EXCERPTED PASSAGE -
::::
Open felixhao28 opened 6 years ago

felixhao28 commented 6 years ago

Prerequisites

Description

If the class name starts with underscore, the tokenizing of the whole line of variable definition breaks.

public class A {
    public void drop() {
        BaseActionController actionController = new _BaseActionController();
        _BaseActionController actionController = new _BaseActionController();
        BaseActionController actionController = new BaseActionController();
    }
}

image

Steps to Reproduce

  1. Open new tab and select Java language.
  2. Paste code into the editor.

Expected behavior: [What you expect to happen]

_BaseActionController gets treated equally like BaseActionController.

Actual behavior: [What actually happens]

The whole line is not tokenized.

Reproduces how often: [What percentage of the time does it reproduce?]

Versions

You can get this information from copy and pasting the output of atom --version and apm --version from the command line. Also, please include the OS and what version of the OS you're running.
::::
DATASET CONTENT -
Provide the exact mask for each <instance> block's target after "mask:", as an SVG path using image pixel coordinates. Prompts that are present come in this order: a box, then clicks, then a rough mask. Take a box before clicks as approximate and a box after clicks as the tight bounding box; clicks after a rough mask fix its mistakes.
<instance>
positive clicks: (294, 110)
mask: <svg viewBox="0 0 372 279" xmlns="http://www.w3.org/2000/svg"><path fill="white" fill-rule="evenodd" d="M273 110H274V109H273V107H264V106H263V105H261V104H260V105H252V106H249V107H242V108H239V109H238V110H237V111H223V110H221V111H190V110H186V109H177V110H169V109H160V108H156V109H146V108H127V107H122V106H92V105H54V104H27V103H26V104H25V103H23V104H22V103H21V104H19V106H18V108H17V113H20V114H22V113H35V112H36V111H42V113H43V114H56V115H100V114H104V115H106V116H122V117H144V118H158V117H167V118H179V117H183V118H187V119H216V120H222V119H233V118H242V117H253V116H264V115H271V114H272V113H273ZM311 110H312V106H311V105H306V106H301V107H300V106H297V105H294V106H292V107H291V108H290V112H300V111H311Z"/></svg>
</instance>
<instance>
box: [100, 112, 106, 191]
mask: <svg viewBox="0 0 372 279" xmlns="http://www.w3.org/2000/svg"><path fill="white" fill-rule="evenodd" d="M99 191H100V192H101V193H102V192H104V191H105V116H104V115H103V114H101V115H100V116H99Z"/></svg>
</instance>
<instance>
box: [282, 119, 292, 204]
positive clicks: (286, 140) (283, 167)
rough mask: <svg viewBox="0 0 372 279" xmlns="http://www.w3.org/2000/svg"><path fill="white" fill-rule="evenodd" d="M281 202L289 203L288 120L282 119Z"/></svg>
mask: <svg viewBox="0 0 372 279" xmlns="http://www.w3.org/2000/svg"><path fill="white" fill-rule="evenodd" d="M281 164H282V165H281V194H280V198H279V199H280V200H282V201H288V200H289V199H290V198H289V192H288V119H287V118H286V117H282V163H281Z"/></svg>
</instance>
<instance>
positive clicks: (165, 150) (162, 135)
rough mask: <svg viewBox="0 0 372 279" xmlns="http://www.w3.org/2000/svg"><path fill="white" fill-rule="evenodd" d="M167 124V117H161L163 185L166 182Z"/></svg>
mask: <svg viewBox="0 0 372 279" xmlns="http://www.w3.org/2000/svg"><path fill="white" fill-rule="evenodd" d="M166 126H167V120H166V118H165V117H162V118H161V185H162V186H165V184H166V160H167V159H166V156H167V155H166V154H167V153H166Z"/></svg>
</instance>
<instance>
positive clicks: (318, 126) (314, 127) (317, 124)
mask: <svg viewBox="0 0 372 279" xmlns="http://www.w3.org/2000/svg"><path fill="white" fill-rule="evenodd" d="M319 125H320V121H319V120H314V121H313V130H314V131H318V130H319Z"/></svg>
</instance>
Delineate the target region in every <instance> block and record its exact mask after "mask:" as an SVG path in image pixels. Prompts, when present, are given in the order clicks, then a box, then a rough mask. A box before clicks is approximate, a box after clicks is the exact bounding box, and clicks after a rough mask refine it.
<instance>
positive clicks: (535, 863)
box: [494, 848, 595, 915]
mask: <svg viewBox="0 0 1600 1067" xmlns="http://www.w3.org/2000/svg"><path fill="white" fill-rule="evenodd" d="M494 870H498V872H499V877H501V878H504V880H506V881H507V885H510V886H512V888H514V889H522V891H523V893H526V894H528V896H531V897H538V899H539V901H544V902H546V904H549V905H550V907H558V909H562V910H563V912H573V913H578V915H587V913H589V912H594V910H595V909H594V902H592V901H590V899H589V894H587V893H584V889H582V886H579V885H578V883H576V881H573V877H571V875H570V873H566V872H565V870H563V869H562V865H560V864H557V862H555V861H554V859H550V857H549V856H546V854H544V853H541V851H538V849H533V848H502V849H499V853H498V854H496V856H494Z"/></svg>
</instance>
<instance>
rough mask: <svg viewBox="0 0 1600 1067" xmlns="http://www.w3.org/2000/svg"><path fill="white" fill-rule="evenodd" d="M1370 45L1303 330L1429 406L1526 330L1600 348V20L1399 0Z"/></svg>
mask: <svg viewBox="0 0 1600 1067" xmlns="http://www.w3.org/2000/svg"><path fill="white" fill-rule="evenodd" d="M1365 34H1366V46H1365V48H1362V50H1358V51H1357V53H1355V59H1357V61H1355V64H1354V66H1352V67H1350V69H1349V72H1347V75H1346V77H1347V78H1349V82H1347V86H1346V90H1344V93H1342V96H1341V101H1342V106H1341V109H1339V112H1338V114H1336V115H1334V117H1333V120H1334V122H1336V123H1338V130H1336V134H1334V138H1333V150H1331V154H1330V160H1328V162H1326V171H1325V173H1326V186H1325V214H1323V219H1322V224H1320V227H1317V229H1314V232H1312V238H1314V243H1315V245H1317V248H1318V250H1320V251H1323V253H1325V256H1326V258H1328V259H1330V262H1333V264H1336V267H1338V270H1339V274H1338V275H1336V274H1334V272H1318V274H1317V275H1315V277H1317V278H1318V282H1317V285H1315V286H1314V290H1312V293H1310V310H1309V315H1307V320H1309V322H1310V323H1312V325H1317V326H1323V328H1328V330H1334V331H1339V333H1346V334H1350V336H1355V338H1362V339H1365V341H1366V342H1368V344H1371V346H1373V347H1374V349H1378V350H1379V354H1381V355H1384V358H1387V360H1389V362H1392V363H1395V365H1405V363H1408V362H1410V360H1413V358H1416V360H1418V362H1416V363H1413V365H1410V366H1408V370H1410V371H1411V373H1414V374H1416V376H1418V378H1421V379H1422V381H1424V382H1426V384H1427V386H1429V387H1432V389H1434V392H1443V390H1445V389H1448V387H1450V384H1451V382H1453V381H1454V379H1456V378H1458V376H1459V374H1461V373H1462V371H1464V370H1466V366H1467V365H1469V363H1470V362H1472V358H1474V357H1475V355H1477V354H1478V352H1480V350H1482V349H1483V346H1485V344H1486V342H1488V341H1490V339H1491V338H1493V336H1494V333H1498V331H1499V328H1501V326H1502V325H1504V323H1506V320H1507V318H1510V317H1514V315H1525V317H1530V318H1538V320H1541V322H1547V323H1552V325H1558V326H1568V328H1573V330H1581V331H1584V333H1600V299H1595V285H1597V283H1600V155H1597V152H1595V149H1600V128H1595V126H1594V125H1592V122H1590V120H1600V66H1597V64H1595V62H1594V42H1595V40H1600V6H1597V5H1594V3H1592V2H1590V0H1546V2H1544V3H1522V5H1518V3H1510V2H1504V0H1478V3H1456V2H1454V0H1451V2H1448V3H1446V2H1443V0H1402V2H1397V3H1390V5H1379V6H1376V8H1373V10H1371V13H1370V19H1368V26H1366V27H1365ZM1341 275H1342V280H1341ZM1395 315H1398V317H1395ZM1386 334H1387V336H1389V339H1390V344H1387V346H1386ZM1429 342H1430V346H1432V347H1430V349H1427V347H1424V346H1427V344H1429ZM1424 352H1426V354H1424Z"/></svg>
::::
WHAT THIS EXERCISE ASKS -
• A. Answer these from the bug report, one line each:
(i) What breaks when a class name starts with an underscore?
(ii) Which language does the first reproduction step say to select?
(iii) Which two commands' output does the report ask you to copy for version information?
• B. List every class name that appears in the code sample of the bug report.
• C. Pick up the bug report on Java tokenizing after its final sentence and write what comes next.

ANSWERS PER TASK -
• A.
(i) The tokenizing of the whole line of variable definition.
(ii) Java.
(iii) atom --version and apm --version.

• B. A, BaseActionController, _BaseActionController

• C.
Additional Information

Any additional information, configuration or data that might be necessary to reproduce the issue.

felixhao28 commented 6 years ago

Same happens if the class name starts with a lower case character. And the behavior differs a little bit depending on whether the class is fully consisted of lower case characters.

signPdf sign = new signPdf(userinfor.getUserMail(), userinfor.getUserId(), file, fileSign);
signpdf sign = new signPdf(userinfor.getUserMail(), userinfor.getUserId(), file, fileSign);
SignPdf sign = new signPdf(userinfor.getUserMail(), userinfor.getUserId(), file, fileSign);
sadikovi commented 6 years ago

That is interesting. We might need to extend pattern to handle these characters. Thanks! I will have a look.

rsese commented 5 years ago

Same happens if the class name starts with a lower case character.

This was mentioned on the message board recently:

https://discuss.atom.io/t/java-syntax-highlighting-for-lowercase-object-variable-names/66322

Their example:

public class Test {
  public static void main(String[] args) {
    for (int i = 0; i < 10; i++) {
      System.out.println(i);
    }

    someObjectType tcObj = null;

    for (int i = 0; i < 10; i++) {
      System.out.println(i);
    }
  }
}

And screenshot:

(See someObjectType).

sadikovi commented 5 years ago

@rsese this issue does not exist tree-sitter, along with other stuff like generics, variables, multiline methods, etc. that we struggle to fix properly with regex.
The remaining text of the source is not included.